Auf Mané soll Kane folgen
Dabei hatte die Zusammenarbeit mit grenzenloser Ekstase begonnen. Als die Münchner den Stürmer vom FC Liverpool losgeeist hatten, sprachen sie das Wort "Weltstar" so oft aus, dass man vor lauter "Weltstar" alles rund um die Säbener Straße vergaß. Etwa Robert Lewandowski. Den "Weltstar", der sich zum FC Barcelona gepoltert hatte. Er war den (Ex)-Bossen dermaßen auf den Keks gegangen, bis sie ihn ziehen ließen. Keine gute Entscheidung, wie sie mit dem Wissen von heute (beziehungsweise schon seit Mitte der vergangenen Saison), anerkennen müssen. Ohne echten Neuner fehlte dem FC Bayern ein Kernelement des erfolgreichen Spiels. Zwölf Tore in 38 Spielen waren längst nicht das, was sich die Bayern vom Nachfolger ihres Torgaranten Robert Lewandowski erhofft hatten.
In diesem Sommer soll das Versäumnis nun korrigiert werden. Harry Kane soll's richten. Beim FC Bayern sind sie mittlerweile völlig beseelt von der Vorstellung, dass dieser "Weltstar" künftig Mannschaften vom VfL Bochum bis zu Manchester City mit seiner Abschlussstärke paniert. Doch der Poker ist arg zäh, der Durchbruch mal nah, mal näher. Derzeit soll eine Münchner Delegation in London weilen, um Tottenhams Boss Daniel Levy den Verkauf endlich schmackhaft zu machen. Wie die "Daily Mail" berichtete, liegt die neue Sockelablöse, die die Münchner bieten, bei rund 87 Millionen Euro. Das Geld sitzt durch den unmittelbar bevorstehenden Abgang von Mané und die Ersparnis dessen Gehalts wieder etwas lockerer. Womöglich fällt sogar die 100-Millionen-Euro-Schallmauer.
--*--
=== AUFGABE 1 ===
Wiederhole aus dem Text über den FC Bayern und Harry Kane wörtlich die Passage von "Auf Mané soll" bis einschließlich "Lewandowski erhofft hatten.".
=== AUFGABE 2 ===
Prüfe anhand des Textes über den FC Bayern und Harry Kane, ob die folgenden Aussagen zutreffen. Antworte jeweils mit Ja oder Nein und zitiere die entscheidenden Worte genau.
(a) Robert Lewandowski ist zum FC Barcelona gewechselt.
(b) Der Nachfolger von Robert Lewandowski erzielte 20 Tore in 38 Spielen.
(c) Laut der "Daily Mail" liegt die neue Sockelablöse der Münchner bei rund 87 Millionen Euro.
=== AUFGABE 3 ===
Führe den Text über den FC Bayern und Harry Kane im Anschluss an seinen letzten Satz fort.
--*--
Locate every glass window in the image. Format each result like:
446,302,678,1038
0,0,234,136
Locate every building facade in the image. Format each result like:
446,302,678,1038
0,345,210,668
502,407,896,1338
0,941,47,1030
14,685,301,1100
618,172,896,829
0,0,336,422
--*--
=== ERWARTETE AUSGABE 1 ===
Auf Mané soll Kane folgen
Dabei hatte die Zusammenarbeit mit grenzenloser Ekstase begonnen. Als die Münchner den Stürmer vom FC Liverpool losgeeist hatten, sprachen sie das Wort "Weltstar" so oft aus, dass man vor lauter "Weltstar" alles rund um die Säbener Straße vergaß. Etwa Robert Lewandowski. Den "Weltstar", der sich zum FC Barcelona gepoltert hatte. Er war den (Ex)-Bossen dermaßen auf den Keks gegangen, bis sie ihn ziehen ließen. Keine gute Entscheidung, wie sie mit dem Wissen von heute (beziehungsweise schon seit Mitte der vergangenen Saison), anerkennen müssen. Ohne echten Neuner fehlte dem FC Bayern ein Kernelement des erfolgreichen Spiels. Zwölf Tore in 38 Spielen waren längst nicht das, was sich die Bayern vom Nachfolger ihres Torgaranten Robert Lewandowski erhofft hatten.

=== ERWARTETE AUSGABE 2 ===
(a) Ja: „der sich zum FC Barcelona gepoltert hatte“
(b) Nein: „Zwölf Tore in 38 Spielen waren längst nicht das, was sich die Bayern vom Nachfolger ihres Torgaranten Robert Lewandowski erhofft hatten.“
(c) Ja: „Wie die "Daily Mail" berichtete, liegt die neue Sockelablöse, die die Münchner bieten, bei rund 87 Millionen Euro.“

=== ERWARTETE AUSGABE 3 ===
"Er war nicht alleine schuld"
Den Senegalesen geht das alles nichts mehr an. Und wie sehr das so ist, demonstrierte er beim Testspiel seines Noch-Arbeitgebers gegen Kawasaki Frontale. Der 31-Jährige hockte neben der Ersatzbank auf einem Stuhl, mit tief gezogener Käppi, Smartphone und AirPods in den Ohren. Diese Teilnahmslosigkeit erinnerte an Gareth Bale, der sein Ende bei Real Madrid mit clownesker Gleichgültigkeit herbeiführte. Mané muss man solche Arroganzanfälle nun nicht unterstellen. Sein Abgang ist traurig. Und trist. Während die Mannschaft nach Singapur weiterflog, blieb Mané alleine zurück. Ging seinen Weg Richtung neuer Welt, laut Medienberichten zum Medizincheck.
Ein "Weltstar", einsam und allein. So wirkte er auch zudem beim FC Bayern. "Er war nicht alleine schuld, dass es nicht mehr lief bei uns. Da hat das große Ganze nicht mehr gestimmt", sagte Joshua Kimmich über die verkorkste Rückrunde, als die bittere Zeit von Mané beim Kabinenstreit mit Leroy Sané den traurigen Tiefpunkt erreichte. Spätestens danach schien klar, dass es nicht gemeinsam weitergehen kann.
Aber woran ist der Senegalese in München gescheitert? An den zu großen Erwartungen? Beim FC Liverpool war er schließlich einer der Protagonisten der Elf, die über Europa hinweggedonnert war. Ein aufregender Angreifer, ein kaum zu stoppender Flügelstürmer. Ja, das war er. Ein Flügelstürmer, kein Mann für die Mitte. Kein Erbe für Lewandowski. Aber als genau jener wurde er gesehen. Zumindest in der öffentlichen Wahrnehmung. Dabei war seine Rolle unter Trainer Julian Nagelsmann anders gedacht. Der Ex-Coach, der mit dem klassischen Neuner seit jeher so seine Probleme hat, sah in Mané den Chef einer flexibel rotierenden und pfeilschnellen Offensive mit den etablierten Flügelstürmern Serge Gnabry, Leroy Sané und Kingsley Coman.
Wohin nur mit Mané?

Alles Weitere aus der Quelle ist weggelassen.